[START Text segment]
1983. I’m drumming along to music. The headphones are attached to a small boombox playing the latest Rush cassette. New Rush albums are always Events on my radar: I’ll pour over the tape’s fold-out cardboard card, looking for clues in the credits, and carefully handle the ten dollar plastic object like a talisman. I know all of the band’s songs, I’ve read books about them, listened to interviews, and since I’m an aspiring drummer, cut out drum gear ads from magazines to put up on the wall. The headphones funnel the music into me and make it possible to imagine that I’m not playing along to, but actually playing Rush’s drummer Neil Peart’s gargantuan, mythically expansive kit. I drum along on my kit, which is a pillow on a piano bench for my left hand snare hits. My right hand plays air ride cymbal, joined by the left whenever there’s a tumbling-over-the-bar, epic drum fill that needs a 180 degree turn around the imaginary instruments. I’m just air drumming, but it’s the best way to get inside the feel of the music, figure it out, and live its sounds again and again and again. The music creates an immersive world that hits hard and I join it in my imagination, syncing to its time through my moving hands. Before long it’s dinner time.
[END Text segment]
[START Excerpted data]
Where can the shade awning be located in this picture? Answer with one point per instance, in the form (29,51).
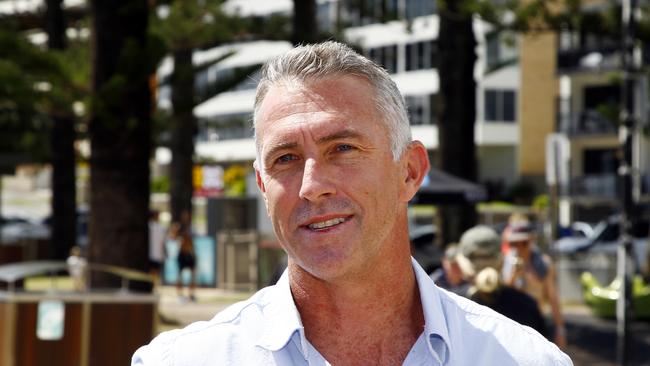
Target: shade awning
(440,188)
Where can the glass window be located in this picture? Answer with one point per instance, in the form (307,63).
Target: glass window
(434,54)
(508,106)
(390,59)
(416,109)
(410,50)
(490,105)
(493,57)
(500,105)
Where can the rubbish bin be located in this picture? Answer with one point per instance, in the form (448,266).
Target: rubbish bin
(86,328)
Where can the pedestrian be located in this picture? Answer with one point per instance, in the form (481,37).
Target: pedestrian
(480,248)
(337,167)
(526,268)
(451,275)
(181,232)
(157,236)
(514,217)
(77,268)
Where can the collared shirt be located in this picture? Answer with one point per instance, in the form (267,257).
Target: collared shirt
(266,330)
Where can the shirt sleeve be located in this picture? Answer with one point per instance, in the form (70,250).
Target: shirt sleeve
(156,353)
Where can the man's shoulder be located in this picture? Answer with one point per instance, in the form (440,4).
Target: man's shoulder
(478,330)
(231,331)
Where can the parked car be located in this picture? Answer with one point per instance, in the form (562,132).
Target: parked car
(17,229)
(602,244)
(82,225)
[END Excerpted data]
_Stated goal 1_:
Please list each thing the sentence beginning "I know all of the band's songs" in the air-drumming passage says the writer has done.
_Stated goal 2_:
In the air-drumming passage, what serves as the kit for the left-hand snare hits?

_Exercise answer 1_:
- Knows all of the band's songs
- Has read books about them
- Has listened to interviews
- Has cut out drum gear ads from magazines to put up on the wall

_Exercise answer 2_:
A pillow on a piano bench.